Records from a data collection:
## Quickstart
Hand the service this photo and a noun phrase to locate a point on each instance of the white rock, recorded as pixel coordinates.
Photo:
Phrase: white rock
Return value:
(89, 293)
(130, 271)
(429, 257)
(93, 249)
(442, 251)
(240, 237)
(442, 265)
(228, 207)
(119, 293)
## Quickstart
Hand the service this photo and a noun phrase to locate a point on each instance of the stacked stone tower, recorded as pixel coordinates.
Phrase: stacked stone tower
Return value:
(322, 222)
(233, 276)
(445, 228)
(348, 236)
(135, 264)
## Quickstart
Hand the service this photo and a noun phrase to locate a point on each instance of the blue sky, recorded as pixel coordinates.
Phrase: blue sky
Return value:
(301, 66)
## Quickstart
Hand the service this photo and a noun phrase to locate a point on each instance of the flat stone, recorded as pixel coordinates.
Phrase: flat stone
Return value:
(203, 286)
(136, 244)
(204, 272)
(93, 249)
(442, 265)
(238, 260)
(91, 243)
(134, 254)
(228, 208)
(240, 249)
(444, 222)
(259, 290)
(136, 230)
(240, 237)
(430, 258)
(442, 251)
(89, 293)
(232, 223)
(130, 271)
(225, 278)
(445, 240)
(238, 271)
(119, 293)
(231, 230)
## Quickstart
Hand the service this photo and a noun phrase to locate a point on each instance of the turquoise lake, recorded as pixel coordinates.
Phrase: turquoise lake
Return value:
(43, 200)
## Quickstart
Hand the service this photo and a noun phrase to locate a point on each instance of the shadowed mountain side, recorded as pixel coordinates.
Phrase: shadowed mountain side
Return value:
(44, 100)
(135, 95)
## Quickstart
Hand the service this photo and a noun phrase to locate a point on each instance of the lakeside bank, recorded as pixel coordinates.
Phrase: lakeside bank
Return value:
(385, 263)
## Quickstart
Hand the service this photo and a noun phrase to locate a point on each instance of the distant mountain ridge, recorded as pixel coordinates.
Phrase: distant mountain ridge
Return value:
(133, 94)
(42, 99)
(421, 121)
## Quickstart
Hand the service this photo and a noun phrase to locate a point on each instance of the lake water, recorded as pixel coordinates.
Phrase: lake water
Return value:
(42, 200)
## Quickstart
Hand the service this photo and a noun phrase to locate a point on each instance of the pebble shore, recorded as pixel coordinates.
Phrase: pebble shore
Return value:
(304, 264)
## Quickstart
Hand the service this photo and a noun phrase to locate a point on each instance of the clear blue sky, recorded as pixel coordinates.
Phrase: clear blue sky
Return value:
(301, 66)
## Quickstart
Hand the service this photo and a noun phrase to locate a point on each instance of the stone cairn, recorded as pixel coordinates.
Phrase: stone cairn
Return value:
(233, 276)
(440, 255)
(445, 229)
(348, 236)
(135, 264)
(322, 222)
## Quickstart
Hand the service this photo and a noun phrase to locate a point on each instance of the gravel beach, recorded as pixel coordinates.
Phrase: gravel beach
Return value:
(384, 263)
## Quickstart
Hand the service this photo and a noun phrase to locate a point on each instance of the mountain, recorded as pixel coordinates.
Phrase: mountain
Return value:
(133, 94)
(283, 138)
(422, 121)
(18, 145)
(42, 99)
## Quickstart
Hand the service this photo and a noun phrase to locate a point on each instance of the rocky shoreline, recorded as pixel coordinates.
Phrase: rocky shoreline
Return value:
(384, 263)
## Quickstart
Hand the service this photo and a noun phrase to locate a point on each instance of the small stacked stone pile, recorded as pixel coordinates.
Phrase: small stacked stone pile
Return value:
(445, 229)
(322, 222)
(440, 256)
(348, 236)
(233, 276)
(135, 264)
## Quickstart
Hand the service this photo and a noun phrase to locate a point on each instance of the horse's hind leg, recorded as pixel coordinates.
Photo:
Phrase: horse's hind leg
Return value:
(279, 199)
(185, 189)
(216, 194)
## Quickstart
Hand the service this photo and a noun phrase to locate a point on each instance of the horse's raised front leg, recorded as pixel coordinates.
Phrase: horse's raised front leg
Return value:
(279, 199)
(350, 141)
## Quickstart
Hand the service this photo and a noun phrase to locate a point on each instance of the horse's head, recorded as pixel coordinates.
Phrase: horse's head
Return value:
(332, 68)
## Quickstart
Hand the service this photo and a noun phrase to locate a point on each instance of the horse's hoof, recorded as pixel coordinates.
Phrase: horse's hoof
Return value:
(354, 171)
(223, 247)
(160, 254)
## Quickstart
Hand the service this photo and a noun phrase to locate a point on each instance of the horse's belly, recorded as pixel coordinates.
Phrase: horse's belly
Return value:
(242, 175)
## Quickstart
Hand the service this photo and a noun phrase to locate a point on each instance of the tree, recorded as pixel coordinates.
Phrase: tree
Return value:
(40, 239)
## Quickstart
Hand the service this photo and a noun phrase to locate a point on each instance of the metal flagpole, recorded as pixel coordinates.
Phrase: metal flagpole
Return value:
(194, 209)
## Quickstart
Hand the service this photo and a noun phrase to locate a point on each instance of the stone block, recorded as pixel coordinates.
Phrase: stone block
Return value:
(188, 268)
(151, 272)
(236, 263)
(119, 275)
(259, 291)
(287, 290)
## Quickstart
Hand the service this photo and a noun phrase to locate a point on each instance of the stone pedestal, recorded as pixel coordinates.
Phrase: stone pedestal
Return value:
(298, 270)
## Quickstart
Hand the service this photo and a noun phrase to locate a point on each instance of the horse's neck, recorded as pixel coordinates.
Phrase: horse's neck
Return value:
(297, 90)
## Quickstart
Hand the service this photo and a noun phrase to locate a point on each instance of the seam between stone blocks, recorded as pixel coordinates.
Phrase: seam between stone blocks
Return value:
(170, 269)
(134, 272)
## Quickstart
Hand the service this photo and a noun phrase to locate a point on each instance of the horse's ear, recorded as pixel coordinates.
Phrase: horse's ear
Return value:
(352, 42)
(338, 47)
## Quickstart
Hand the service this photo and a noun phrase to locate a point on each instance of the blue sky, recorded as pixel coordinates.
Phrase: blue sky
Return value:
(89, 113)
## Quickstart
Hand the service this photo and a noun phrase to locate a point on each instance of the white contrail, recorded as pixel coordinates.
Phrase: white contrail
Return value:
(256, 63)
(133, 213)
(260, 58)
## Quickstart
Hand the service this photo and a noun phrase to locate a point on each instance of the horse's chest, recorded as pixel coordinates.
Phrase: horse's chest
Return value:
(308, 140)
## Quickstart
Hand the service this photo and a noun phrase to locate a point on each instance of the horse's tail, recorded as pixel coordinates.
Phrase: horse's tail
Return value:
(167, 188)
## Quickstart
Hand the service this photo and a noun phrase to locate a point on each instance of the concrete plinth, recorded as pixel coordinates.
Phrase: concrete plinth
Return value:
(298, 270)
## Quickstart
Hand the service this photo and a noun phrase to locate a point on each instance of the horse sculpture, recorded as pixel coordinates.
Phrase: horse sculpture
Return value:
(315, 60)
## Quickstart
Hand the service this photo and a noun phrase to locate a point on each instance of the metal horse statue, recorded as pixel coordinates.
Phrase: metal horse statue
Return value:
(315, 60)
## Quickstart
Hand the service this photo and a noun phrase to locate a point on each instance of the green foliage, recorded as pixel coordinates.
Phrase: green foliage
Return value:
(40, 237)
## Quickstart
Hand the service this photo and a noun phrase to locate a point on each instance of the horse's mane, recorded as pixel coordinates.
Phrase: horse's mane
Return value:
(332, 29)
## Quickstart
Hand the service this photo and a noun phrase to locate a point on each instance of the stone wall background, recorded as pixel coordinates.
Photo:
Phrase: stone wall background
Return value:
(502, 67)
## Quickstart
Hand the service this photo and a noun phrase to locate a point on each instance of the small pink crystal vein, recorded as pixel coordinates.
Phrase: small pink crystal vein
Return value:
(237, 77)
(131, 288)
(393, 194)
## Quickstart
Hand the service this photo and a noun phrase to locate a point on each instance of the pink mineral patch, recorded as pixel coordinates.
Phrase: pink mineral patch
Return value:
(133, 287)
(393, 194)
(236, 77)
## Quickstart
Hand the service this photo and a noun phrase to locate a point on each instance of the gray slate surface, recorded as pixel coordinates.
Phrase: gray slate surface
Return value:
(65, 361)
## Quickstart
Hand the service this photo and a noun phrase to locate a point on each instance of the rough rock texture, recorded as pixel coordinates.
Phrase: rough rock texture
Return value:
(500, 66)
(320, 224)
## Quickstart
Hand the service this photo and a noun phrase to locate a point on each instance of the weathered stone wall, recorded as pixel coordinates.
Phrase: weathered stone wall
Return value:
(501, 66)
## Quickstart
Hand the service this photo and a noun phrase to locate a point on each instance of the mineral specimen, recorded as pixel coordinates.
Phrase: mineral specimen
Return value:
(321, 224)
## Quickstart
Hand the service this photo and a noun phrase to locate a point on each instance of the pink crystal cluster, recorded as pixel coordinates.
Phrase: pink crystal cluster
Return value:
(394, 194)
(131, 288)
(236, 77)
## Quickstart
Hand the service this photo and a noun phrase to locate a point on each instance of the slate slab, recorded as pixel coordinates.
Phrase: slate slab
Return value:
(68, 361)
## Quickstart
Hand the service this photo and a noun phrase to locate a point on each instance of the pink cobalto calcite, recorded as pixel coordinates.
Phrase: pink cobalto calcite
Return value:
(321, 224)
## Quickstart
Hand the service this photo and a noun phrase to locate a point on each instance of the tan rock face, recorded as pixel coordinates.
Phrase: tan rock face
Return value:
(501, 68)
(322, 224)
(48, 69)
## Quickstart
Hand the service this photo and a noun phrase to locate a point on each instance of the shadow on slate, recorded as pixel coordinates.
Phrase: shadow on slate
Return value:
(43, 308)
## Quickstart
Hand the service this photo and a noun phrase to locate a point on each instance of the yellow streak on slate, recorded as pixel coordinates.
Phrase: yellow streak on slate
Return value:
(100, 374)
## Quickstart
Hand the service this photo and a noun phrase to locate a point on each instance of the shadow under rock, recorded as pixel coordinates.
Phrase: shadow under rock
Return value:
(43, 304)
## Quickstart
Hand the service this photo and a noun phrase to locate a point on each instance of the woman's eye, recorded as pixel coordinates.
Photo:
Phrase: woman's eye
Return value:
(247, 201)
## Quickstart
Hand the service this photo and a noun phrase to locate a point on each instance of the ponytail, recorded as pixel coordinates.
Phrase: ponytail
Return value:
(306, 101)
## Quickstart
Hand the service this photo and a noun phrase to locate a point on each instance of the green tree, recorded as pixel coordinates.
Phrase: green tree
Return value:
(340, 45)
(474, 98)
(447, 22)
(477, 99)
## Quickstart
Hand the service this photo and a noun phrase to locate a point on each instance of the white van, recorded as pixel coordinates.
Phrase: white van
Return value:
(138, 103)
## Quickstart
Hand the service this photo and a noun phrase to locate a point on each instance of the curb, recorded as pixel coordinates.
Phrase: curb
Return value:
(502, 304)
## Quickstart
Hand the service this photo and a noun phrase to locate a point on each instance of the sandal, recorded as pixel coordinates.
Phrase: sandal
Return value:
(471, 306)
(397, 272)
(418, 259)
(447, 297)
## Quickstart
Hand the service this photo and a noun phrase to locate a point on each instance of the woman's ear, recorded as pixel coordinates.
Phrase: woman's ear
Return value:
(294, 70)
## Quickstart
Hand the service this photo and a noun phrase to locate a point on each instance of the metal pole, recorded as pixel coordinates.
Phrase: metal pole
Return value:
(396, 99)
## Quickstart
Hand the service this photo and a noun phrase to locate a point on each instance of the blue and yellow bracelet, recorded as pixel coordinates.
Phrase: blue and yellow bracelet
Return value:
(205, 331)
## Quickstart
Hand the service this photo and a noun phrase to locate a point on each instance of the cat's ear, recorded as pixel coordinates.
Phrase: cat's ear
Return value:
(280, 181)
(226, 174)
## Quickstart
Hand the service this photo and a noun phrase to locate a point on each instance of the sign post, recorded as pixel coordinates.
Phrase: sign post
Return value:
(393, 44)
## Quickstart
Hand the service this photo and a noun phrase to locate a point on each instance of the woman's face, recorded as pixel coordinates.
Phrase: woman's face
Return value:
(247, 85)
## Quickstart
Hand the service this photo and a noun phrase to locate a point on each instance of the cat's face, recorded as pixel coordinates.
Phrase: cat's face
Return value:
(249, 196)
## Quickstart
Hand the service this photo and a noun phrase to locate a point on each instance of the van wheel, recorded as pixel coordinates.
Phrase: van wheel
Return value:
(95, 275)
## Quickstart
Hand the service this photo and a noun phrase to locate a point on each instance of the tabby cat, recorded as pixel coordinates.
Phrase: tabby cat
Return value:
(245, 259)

• [TASK DESCRIPTION]: Task for the records above: copy every line in which the word "tabby" occurs.

• [TASK RESPONSE]:
Hand the service this photo and a noun phrase to locate a point on each instance of the tabby cat, recorded as pixel coordinates.
Phrase: tabby cat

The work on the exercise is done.